Stored rows:

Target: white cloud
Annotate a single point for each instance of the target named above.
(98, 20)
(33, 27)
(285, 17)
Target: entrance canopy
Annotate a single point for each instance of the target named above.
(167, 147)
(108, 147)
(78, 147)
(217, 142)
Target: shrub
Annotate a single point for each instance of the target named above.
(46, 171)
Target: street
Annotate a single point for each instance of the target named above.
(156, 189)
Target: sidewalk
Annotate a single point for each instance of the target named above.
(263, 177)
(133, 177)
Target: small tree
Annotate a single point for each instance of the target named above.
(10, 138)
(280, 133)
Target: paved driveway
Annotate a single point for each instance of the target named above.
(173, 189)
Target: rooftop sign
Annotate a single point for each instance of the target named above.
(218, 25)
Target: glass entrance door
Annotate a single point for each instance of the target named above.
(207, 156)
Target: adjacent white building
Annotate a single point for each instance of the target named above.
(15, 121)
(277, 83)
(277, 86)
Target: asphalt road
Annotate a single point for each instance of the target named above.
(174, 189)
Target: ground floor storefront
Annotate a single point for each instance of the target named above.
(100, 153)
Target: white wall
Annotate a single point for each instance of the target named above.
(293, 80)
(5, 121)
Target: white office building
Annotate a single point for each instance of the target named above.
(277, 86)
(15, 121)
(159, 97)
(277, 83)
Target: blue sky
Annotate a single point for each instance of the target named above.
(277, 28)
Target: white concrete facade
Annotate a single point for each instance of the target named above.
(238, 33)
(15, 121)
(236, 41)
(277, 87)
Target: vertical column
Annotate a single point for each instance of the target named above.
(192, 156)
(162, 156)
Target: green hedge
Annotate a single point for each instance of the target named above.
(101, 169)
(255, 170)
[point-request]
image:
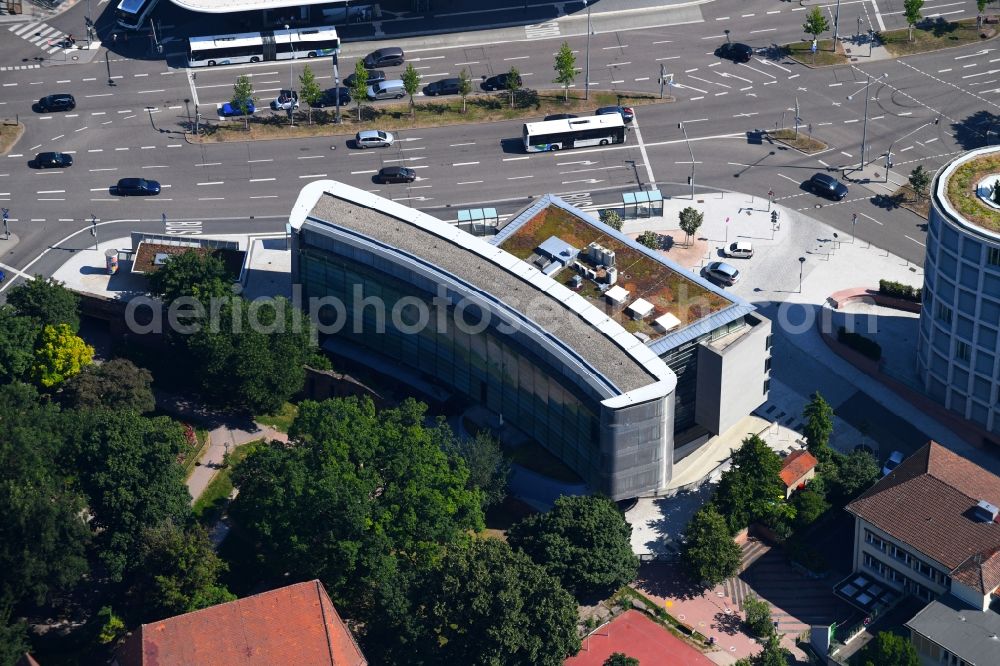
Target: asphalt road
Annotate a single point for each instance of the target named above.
(135, 128)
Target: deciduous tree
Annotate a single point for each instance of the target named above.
(584, 541)
(709, 553)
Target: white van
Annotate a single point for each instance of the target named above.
(740, 250)
(392, 89)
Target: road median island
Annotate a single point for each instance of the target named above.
(936, 34)
(10, 132)
(530, 105)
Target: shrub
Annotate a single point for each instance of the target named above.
(899, 290)
(860, 343)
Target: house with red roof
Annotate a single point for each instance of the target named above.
(798, 469)
(296, 624)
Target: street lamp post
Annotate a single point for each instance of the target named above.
(691, 151)
(586, 77)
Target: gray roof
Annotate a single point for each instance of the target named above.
(571, 322)
(739, 308)
(970, 634)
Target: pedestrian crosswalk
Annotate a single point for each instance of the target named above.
(42, 35)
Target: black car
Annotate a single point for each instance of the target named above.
(374, 76)
(443, 87)
(396, 175)
(735, 51)
(329, 97)
(499, 82)
(57, 102)
(387, 57)
(625, 112)
(53, 160)
(827, 186)
(139, 187)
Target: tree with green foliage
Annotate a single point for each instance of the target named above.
(254, 358)
(359, 85)
(888, 649)
(650, 239)
(191, 273)
(758, 616)
(565, 66)
(709, 553)
(818, 415)
(490, 604)
(60, 355)
(612, 218)
(488, 467)
(464, 86)
(43, 534)
(179, 572)
(48, 301)
(360, 494)
(911, 12)
(127, 466)
(752, 488)
(309, 90)
(117, 384)
(920, 180)
(584, 541)
(690, 222)
(411, 84)
(773, 653)
(243, 98)
(513, 83)
(18, 336)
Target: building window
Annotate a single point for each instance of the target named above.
(993, 256)
(942, 312)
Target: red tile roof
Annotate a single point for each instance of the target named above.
(291, 625)
(926, 503)
(796, 465)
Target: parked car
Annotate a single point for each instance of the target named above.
(721, 273)
(57, 102)
(499, 82)
(396, 175)
(735, 51)
(329, 97)
(626, 112)
(228, 110)
(387, 57)
(443, 87)
(137, 187)
(739, 250)
(374, 76)
(53, 160)
(373, 139)
(892, 463)
(287, 99)
(827, 186)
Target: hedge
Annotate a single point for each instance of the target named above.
(860, 343)
(899, 290)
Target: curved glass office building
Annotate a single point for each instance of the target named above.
(958, 349)
(526, 328)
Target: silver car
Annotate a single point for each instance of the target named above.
(373, 139)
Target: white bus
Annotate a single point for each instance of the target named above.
(131, 14)
(574, 133)
(261, 46)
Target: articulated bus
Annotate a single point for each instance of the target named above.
(131, 14)
(574, 133)
(262, 46)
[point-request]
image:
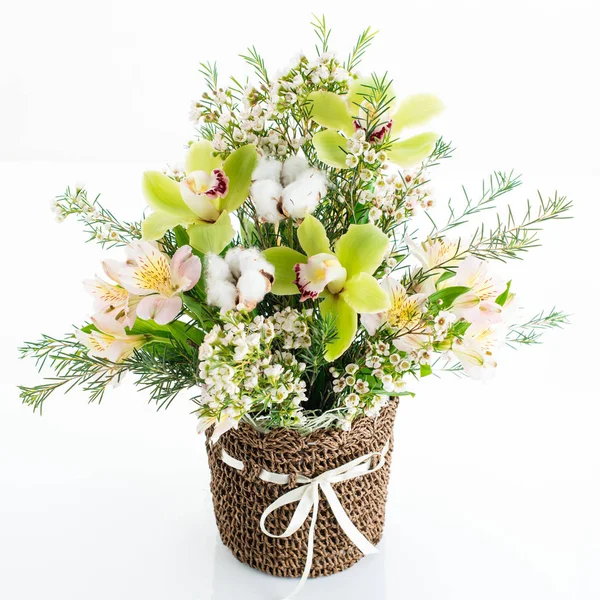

Written task: Put the lines above into a Markdown table with the columns Row and Line, numbering each row and skipping blank lines. Leave the pictures out of the answer.

The output:
| Row | Line |
|---|---|
| 1 | Target: white cloud |
| 2 | Annotate a single point for each instance of the target named above. |
| 3 | (98, 20) |
| 4 | (33, 27) |
| 5 | (285, 17) |
| 6 | Target: entrance canopy |
| 7 | Annotate a single point for each instance of the target named above. |
| 8 | (167, 147) |
| 9 | (108, 147) |
| 10 | (78, 147) |
| 11 | (217, 142) |
| 12 | Target: shrub |
| 13 | Annotate a single point for each instance of the target named above. |
| 14 | (46, 171) |
| 15 | Target: street |
| 16 | Annotate a single point for each instance of the target named above. |
| 17 | (156, 189) |
| 18 | Target: sidewalk |
| 19 | Annotate a single point for each instance of the target named above. |
| 20 | (263, 177) |
| 21 | (133, 177) |
| 22 | Target: small tree |
| 23 | Annotate a single point for each instance of the target named above. |
| 24 | (10, 138) |
| 25 | (280, 133) |
| 26 | Target: paved driveway |
| 27 | Annotate a single point for each instance of the target named above. |
| 28 | (173, 189) |
| 29 | Target: rooftop sign |
| 30 | Annotate a single point for each instance of the target named above. |
| 31 | (218, 25) |
| 32 | Target: glass entrance door |
| 33 | Annotate a single point for each instance of the target named above. |
| 34 | (207, 156) |
| 35 | Target: adjacent white building |
| 36 | Annotate a single point for each instance of the target named above. |
| 37 | (15, 121) |
| 38 | (277, 83) |
| 39 | (277, 86) |
| 40 | Target: asphalt road |
| 41 | Annotate a single point for each instance of the target named above. |
| 42 | (174, 189) |
| 43 | Target: ground floor storefront |
| 44 | Annotate a single point for each instance of the target named above. |
| 45 | (100, 153) |
| 46 | Target: white wall |
| 47 | Annotate a single point for each instance of the target named above. |
| 48 | (293, 80) |
| 49 | (5, 121) |
| 50 | Target: white office building |
| 51 | Annotate a single point for each instance of the target named above. |
| 52 | (277, 86) |
| 53 | (15, 121) |
| 54 | (159, 97) |
| 55 | (277, 83) |
| 56 | Target: blue sky |
| 57 | Annotate a single point for each instance of the target named above. |
| 58 | (277, 28) |
| 59 | Target: white concrete facade |
| 60 | Annotate a single point for each instance of the target named above. |
| 61 | (238, 33) |
| 62 | (15, 121) |
| 63 | (236, 41) |
| 64 | (277, 87) |
| 65 | Target: vertical column |
| 66 | Annotate a single point for each instance of the target named above. |
| 67 | (192, 156) |
| 68 | (162, 156) |
| 69 | Target: green hedge |
| 70 | Annotate a single point for each instance of the target named above. |
| 71 | (101, 169) |
| 72 | (255, 170) |
| 73 | [point-request] |
| 74 | image: |
| 75 | Target: asphalt road |
| 76 | Annotate a single point for each instance of the target named above. |
| 77 | (135, 128) |
| 78 | Target: deciduous tree |
| 79 | Annotate a single point for each instance of the target named above. |
| 80 | (584, 541) |
| 81 | (709, 553) |
| 82 | Target: white van |
| 83 | Annotate a single point for each instance of the target named above. |
| 84 | (740, 250) |
| 85 | (392, 89) |
| 86 | Target: road median island |
| 87 | Annotate a single point for each instance of the target named above. |
| 88 | (936, 34) |
| 89 | (10, 132) |
| 90 | (530, 105) |
| 91 | Target: shrub |
| 92 | Annotate a single point for each instance of the target named above. |
| 93 | (899, 290) |
| 94 | (860, 343) |
| 95 | Target: house with red roof |
| 96 | Annotate a single point for each instance of the target named above. |
| 97 | (798, 469) |
| 98 | (296, 624) |
| 99 | Target: street lamp post |
| 100 | Annotate a single point for each instance of the target named above. |
| 101 | (691, 151) |
| 102 | (586, 77) |
| 103 | Target: gray roof |
| 104 | Annotate a single point for each instance of the target named above. |
| 105 | (571, 322) |
| 106 | (739, 308) |
| 107 | (970, 634) |
| 108 | Target: pedestrian crosswalk |
| 109 | Annotate a single point for each instance of the target named above. |
| 110 | (42, 35) |
| 111 | Target: black car |
| 112 | Annotate a single point for each instance of the target named above. |
| 113 | (374, 76) |
| 114 | (443, 87) |
| 115 | (396, 175) |
| 116 | (735, 51) |
| 117 | (329, 97) |
| 118 | (499, 82) |
| 119 | (57, 102) |
| 120 | (387, 57) |
| 121 | (625, 112) |
| 122 | (53, 160) |
| 123 | (827, 186) |
| 124 | (139, 187) |
| 125 | Target: tree with green foliage |
| 126 | Annotate a single point for each instance of the target named above. |
| 127 | (254, 358) |
| 128 | (359, 85) |
| 129 | (888, 649) |
| 130 | (650, 239) |
| 131 | (191, 273) |
| 132 | (758, 616) |
| 133 | (565, 66) |
| 134 | (709, 553) |
| 135 | (818, 415) |
| 136 | (490, 604) |
| 137 | (60, 355) |
| 138 | (612, 218) |
| 139 | (488, 467) |
| 140 | (464, 86) |
| 141 | (43, 534) |
| 142 | (179, 572) |
| 143 | (48, 301) |
| 144 | (360, 494) |
| 145 | (911, 12) |
| 146 | (127, 466) |
| 147 | (752, 488) |
| 148 | (309, 90) |
| 149 | (117, 384) |
| 150 | (920, 180) |
| 151 | (584, 541) |
| 152 | (690, 222) |
| 153 | (411, 84) |
| 154 | (773, 653) |
| 155 | (243, 98) |
| 156 | (513, 83) |
| 157 | (18, 336) |
| 158 | Target: building window |
| 159 | Annotate a single point for each instance of the target named above. |
| 160 | (993, 256) |
| 161 | (942, 312) |
| 162 | Target: red tile roof |
| 163 | Annotate a single point for each instance of the target named above. |
| 164 | (291, 625) |
| 165 | (926, 503) |
| 166 | (796, 465) |
| 167 | Target: parked car |
| 168 | Annotate a single point for each instance of the target named above. |
| 169 | (721, 273) |
| 170 | (57, 102) |
| 171 | (499, 82) |
| 172 | (396, 175) |
| 173 | (735, 51) |
| 174 | (329, 97) |
| 175 | (626, 112) |
| 176 | (228, 110) |
| 177 | (387, 57) |
| 178 | (443, 87) |
| 179 | (137, 187) |
| 180 | (739, 250) |
| 181 | (374, 76) |
| 182 | (53, 160) |
| 183 | (373, 139) |
| 184 | (892, 463) |
| 185 | (287, 99) |
| 186 | (827, 186) |
| 187 | Target: hedge |
| 188 | Annotate a single point for each instance of the target named above. |
| 189 | (860, 343) |
| 190 | (899, 290) |
| 191 | Target: curved glass office building |
| 192 | Annotate a single point for each instance of the target named above. |
| 193 | (958, 349) |
| 194 | (526, 328) |
| 195 | Target: silver car |
| 196 | Annotate a single point for each instance of the target named above. |
| 197 | (373, 139) |
| 198 | Target: white bus |
| 199 | Annotate a single point for each instance of the target named above. |
| 200 | (131, 14) |
| 201 | (574, 133) |
| 202 | (261, 46) |
| 203 | Target: articulated bus |
| 204 | Annotate a single point for each instance of the target named above. |
| 205 | (131, 14) |
| 206 | (574, 133) |
| 207 | (262, 46) |
| 208 | [point-request] |
| 209 | image: |